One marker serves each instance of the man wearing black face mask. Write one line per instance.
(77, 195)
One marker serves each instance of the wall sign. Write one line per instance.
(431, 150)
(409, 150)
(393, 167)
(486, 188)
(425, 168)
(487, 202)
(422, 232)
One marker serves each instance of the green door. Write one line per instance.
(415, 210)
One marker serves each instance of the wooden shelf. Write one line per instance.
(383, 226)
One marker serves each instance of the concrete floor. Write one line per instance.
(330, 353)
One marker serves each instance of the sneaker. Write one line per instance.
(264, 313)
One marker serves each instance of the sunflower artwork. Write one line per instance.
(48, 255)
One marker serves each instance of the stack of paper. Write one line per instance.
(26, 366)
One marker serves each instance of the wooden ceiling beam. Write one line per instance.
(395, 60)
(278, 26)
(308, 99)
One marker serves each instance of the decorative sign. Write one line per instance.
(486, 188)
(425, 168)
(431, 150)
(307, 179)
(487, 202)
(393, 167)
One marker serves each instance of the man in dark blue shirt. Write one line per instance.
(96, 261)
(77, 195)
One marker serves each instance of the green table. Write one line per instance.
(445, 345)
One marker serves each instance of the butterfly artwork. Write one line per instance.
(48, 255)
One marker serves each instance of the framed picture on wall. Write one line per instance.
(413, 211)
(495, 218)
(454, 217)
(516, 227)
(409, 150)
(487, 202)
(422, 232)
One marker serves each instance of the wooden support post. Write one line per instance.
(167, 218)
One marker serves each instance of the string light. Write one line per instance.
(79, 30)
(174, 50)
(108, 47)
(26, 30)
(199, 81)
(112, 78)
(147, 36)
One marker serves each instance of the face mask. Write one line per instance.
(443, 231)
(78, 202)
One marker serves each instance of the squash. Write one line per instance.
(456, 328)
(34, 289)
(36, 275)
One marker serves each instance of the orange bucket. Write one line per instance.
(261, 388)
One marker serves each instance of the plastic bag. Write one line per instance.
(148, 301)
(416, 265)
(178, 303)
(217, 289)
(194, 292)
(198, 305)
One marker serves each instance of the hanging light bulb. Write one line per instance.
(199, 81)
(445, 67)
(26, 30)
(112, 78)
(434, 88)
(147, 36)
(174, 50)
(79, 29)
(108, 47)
▬▬▬▬▬▬
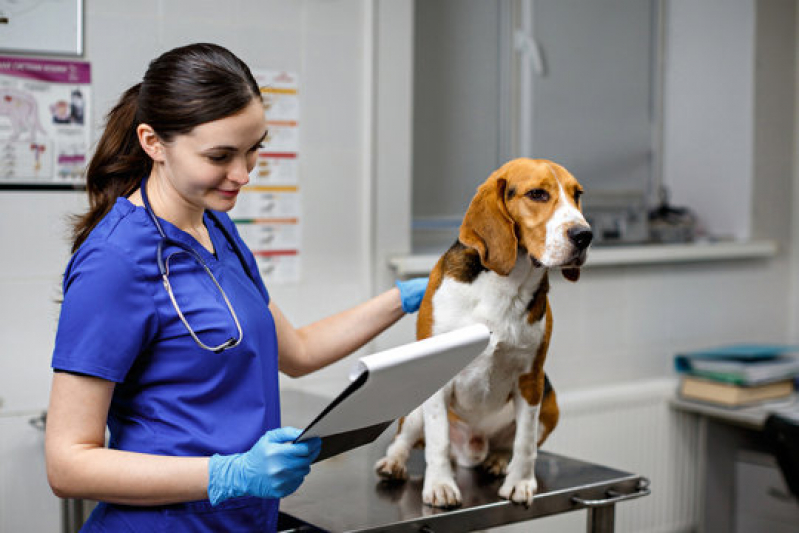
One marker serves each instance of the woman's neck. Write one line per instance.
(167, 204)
▬▬▬▬▬▬
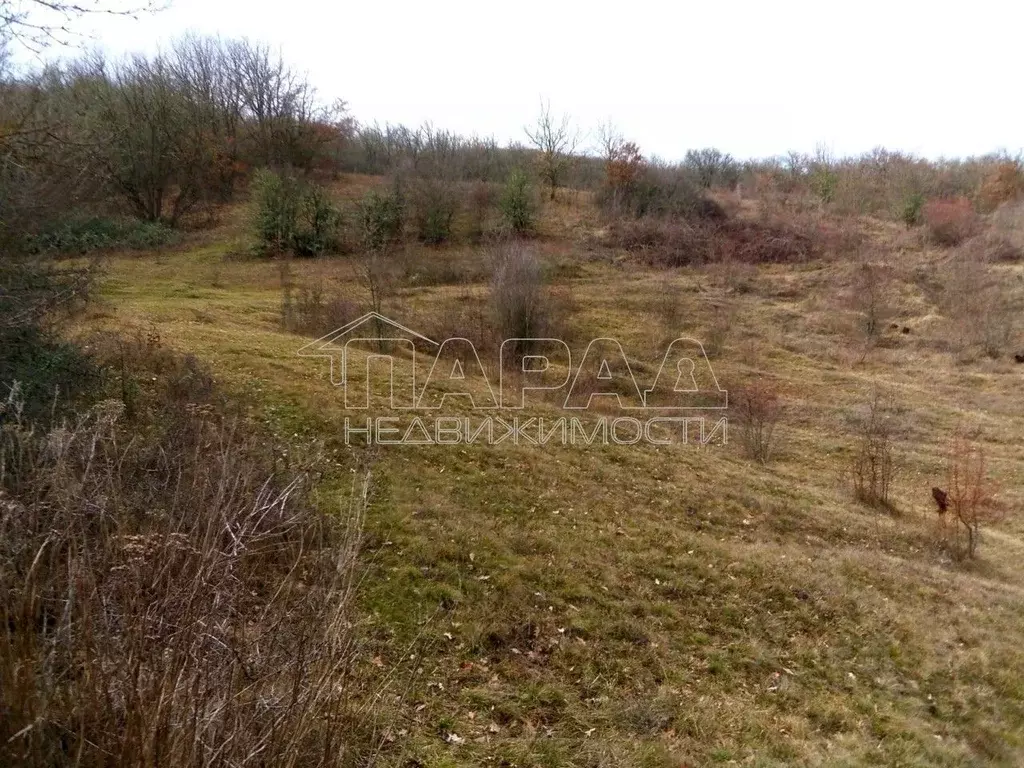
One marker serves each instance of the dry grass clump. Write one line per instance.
▬▬▬▬▬▬
### [WRITTEN REQUEST]
Locate every line in the records that contains the string "wooden", matching case exactly, and copy each of those lines.

### [ANSWER BELOW]
One marker serves each instance of the wooden shelf. Write one line per instance.
One marker serves each instance of the wooden ceiling beam. Write one line per instance.
One marker serves each instance of the wooden support post. Write one line per instance.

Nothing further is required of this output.